*Directions*
[1] Using the blog post, answer these:
(a) Who is the Warburg effect named for, and in what year did he win a Nobel?
(b) What is the hallmark of Type II diabetes?
(c) What do SGLT2 inhibitors prevent?
[2] Rewrite the blog post starting at "Now let's switch" and ending at "in the kidneys.", putting "Type 2 diabetes" in place of "Type II diabetes".

*Study text*
-*-

BY DEREK LOWE
Here's an idea that you probably hadn't thought of! Let's take it through the conceptual steps. It's already known that many tumors (especially solid ones) rely more on glycolysis for their energy needs than normal tissues do. That makes sense, because glycolysis is an anaerobic pathway to make ATP (as opposed to the usual Krebs-cycle way, the citric acid cycle and oxidative phosphorylation), and solid tumors are often comparatively oxygen-poor once you get past their outer layers. This is often known as the Warburg effect, for Otto Warburg who first noticed the phenomenon (and who picked up a Nobel for it in 1931). And like any notable differences between tumor cells and regular ones, there have been attempts to exploit this metabolic change for cancer therapy, but that's been difficult to realize. It can be tricky to throw a wrench into glycolysis without messing up energy homeostasis in general, for one thing, and some of the more indirect attempts have not had clinical success. As that last linked paper outlines, even the reasons behind the Warburg effect are not completely clear - the low-oxygen story makes sense, sure, but there are tumors that don't seem to be oxygen-deprived that also show it.
Now let's switch over to another longtime medical hypothesis, in a different field. Type II diabetes is a growing problem all around the world, and its hallmark is the development of insulin resistance and thus inappropirately high circulating glucose levels. There are a lot of ways to address the disease therapeutically. Fixing the underlying insulin resistance would be nice, for starters, but we don't actually understand the biochemical mechanisms behind it enough to do that directly yet. Metformin is probably the closest thing, and it has several other beneficial effects as well, but we don't really understand its mechanism(s) of action either. After that, lowering glucose levels through other means isn't a bad option, and that's why you see things like SGLT2 inhibitors, which prevent re-absorption of glucose in the kidneys.

-*-

*Recorded data*
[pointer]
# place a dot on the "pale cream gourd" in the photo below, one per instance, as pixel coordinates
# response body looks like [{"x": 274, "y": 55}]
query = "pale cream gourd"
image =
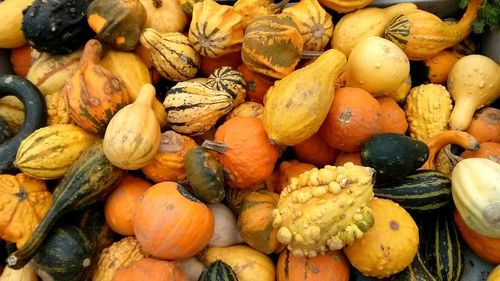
[
  {"x": 476, "y": 193},
  {"x": 358, "y": 25},
  {"x": 473, "y": 82},
  {"x": 377, "y": 66}
]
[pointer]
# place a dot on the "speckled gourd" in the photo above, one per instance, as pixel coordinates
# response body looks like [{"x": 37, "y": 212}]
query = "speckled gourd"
[{"x": 325, "y": 209}]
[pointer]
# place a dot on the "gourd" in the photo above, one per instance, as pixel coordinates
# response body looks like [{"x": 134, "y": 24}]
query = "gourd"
[
  {"x": 26, "y": 202},
  {"x": 51, "y": 72},
  {"x": 215, "y": 29},
  {"x": 194, "y": 108},
  {"x": 246, "y": 163},
  {"x": 474, "y": 82},
  {"x": 132, "y": 136},
  {"x": 380, "y": 252},
  {"x": 358, "y": 25},
  {"x": 377, "y": 65},
  {"x": 272, "y": 46},
  {"x": 308, "y": 216},
  {"x": 313, "y": 22},
  {"x": 172, "y": 54},
  {"x": 205, "y": 175},
  {"x": 172, "y": 224},
  {"x": 89, "y": 179},
  {"x": 255, "y": 221},
  {"x": 66, "y": 254},
  {"x": 55, "y": 26},
  {"x": 247, "y": 263},
  {"x": 120, "y": 254},
  {"x": 422, "y": 35},
  {"x": 475, "y": 190},
  {"x": 11, "y": 33},
  {"x": 34, "y": 118},
  {"x": 227, "y": 79},
  {"x": 117, "y": 22},
  {"x": 333, "y": 265},
  {"x": 49, "y": 152},
  {"x": 286, "y": 112},
  {"x": 165, "y": 15}
]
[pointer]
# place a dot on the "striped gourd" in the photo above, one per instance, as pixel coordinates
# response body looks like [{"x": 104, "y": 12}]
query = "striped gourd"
[
  {"x": 444, "y": 249},
  {"x": 49, "y": 152},
  {"x": 194, "y": 108},
  {"x": 229, "y": 80},
  {"x": 215, "y": 29},
  {"x": 272, "y": 46},
  {"x": 218, "y": 271},
  {"x": 88, "y": 180},
  {"x": 422, "y": 191},
  {"x": 172, "y": 54}
]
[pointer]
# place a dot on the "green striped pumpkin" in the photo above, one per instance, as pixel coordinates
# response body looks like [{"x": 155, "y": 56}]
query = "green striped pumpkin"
[
  {"x": 194, "y": 108},
  {"x": 218, "y": 271},
  {"x": 49, "y": 152},
  {"x": 229, "y": 80},
  {"x": 422, "y": 191},
  {"x": 172, "y": 54},
  {"x": 272, "y": 45}
]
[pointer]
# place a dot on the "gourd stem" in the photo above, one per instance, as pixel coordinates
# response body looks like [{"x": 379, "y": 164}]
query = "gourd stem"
[{"x": 216, "y": 146}]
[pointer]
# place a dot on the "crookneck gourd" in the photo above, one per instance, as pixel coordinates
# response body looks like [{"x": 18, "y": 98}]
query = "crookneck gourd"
[
  {"x": 422, "y": 35},
  {"x": 215, "y": 29},
  {"x": 325, "y": 209},
  {"x": 117, "y": 22},
  {"x": 314, "y": 23},
  {"x": 93, "y": 94},
  {"x": 194, "y": 108},
  {"x": 56, "y": 26},
  {"x": 172, "y": 54},
  {"x": 272, "y": 45},
  {"x": 35, "y": 116}
]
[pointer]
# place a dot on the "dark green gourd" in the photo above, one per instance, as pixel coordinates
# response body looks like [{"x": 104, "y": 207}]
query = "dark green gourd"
[
  {"x": 35, "y": 116},
  {"x": 57, "y": 26},
  {"x": 88, "y": 180}
]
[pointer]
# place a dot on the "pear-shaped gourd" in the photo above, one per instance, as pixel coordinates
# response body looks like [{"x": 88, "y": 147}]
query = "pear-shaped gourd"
[
  {"x": 363, "y": 23},
  {"x": 296, "y": 105},
  {"x": 133, "y": 134}
]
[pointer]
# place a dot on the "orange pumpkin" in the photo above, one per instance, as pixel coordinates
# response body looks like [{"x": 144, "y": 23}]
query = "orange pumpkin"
[
  {"x": 168, "y": 163},
  {"x": 331, "y": 266},
  {"x": 150, "y": 270},
  {"x": 314, "y": 150},
  {"x": 121, "y": 204},
  {"x": 485, "y": 247},
  {"x": 354, "y": 117},
  {"x": 172, "y": 224},
  {"x": 243, "y": 149}
]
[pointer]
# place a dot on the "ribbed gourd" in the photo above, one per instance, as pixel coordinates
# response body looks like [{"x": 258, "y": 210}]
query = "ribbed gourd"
[
  {"x": 325, "y": 209},
  {"x": 314, "y": 23},
  {"x": 289, "y": 103},
  {"x": 215, "y": 29},
  {"x": 172, "y": 54}
]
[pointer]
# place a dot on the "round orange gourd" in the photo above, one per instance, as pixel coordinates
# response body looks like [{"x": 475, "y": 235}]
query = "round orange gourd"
[
  {"x": 354, "y": 117},
  {"x": 393, "y": 118},
  {"x": 314, "y": 150},
  {"x": 150, "y": 270},
  {"x": 331, "y": 266},
  {"x": 121, "y": 204},
  {"x": 389, "y": 246},
  {"x": 244, "y": 151},
  {"x": 172, "y": 224},
  {"x": 485, "y": 247}
]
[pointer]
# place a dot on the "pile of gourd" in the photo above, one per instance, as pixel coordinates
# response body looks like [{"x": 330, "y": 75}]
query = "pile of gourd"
[{"x": 192, "y": 140}]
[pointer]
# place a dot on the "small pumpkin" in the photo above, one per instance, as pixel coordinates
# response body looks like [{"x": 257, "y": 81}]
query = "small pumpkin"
[
  {"x": 171, "y": 223},
  {"x": 26, "y": 200},
  {"x": 168, "y": 163}
]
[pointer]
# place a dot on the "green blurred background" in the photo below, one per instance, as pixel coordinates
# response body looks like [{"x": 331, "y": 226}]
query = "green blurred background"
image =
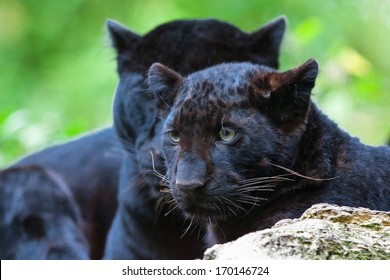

-*-

*Solutions per task*
[1]
(a) Otto Warburg, who won a Nobel in 1931.
(b) The development of insulin resistance and thus high circulating glucose levels.
(c) They prevent re-absorption of glucose in the kidneys.

[2]
Now let's switch over to another longtime medical hypothesis, in a different field. Type 2 diabetes is a growing problem all around the world, and its hallmark is the development of insulin resistance and thus inappropirately high circulating glucose levels. There are a lot of ways to address the disease therapeutically. Fixing the underlying insulin resistance would be nice, for starters, but we don't actually understand the biochemical mechanisms behind it enough to do that directly yet. Metformin is probably the closest thing, and it has several other beneficial effects as well, but we don't really understand its mechanism(s) of action either. After that, lowering glucose levels through other means isn't a bad option, and that's why you see things like SGLT2 inhibitors, which prevent re-absorption of glucose in the kidneys.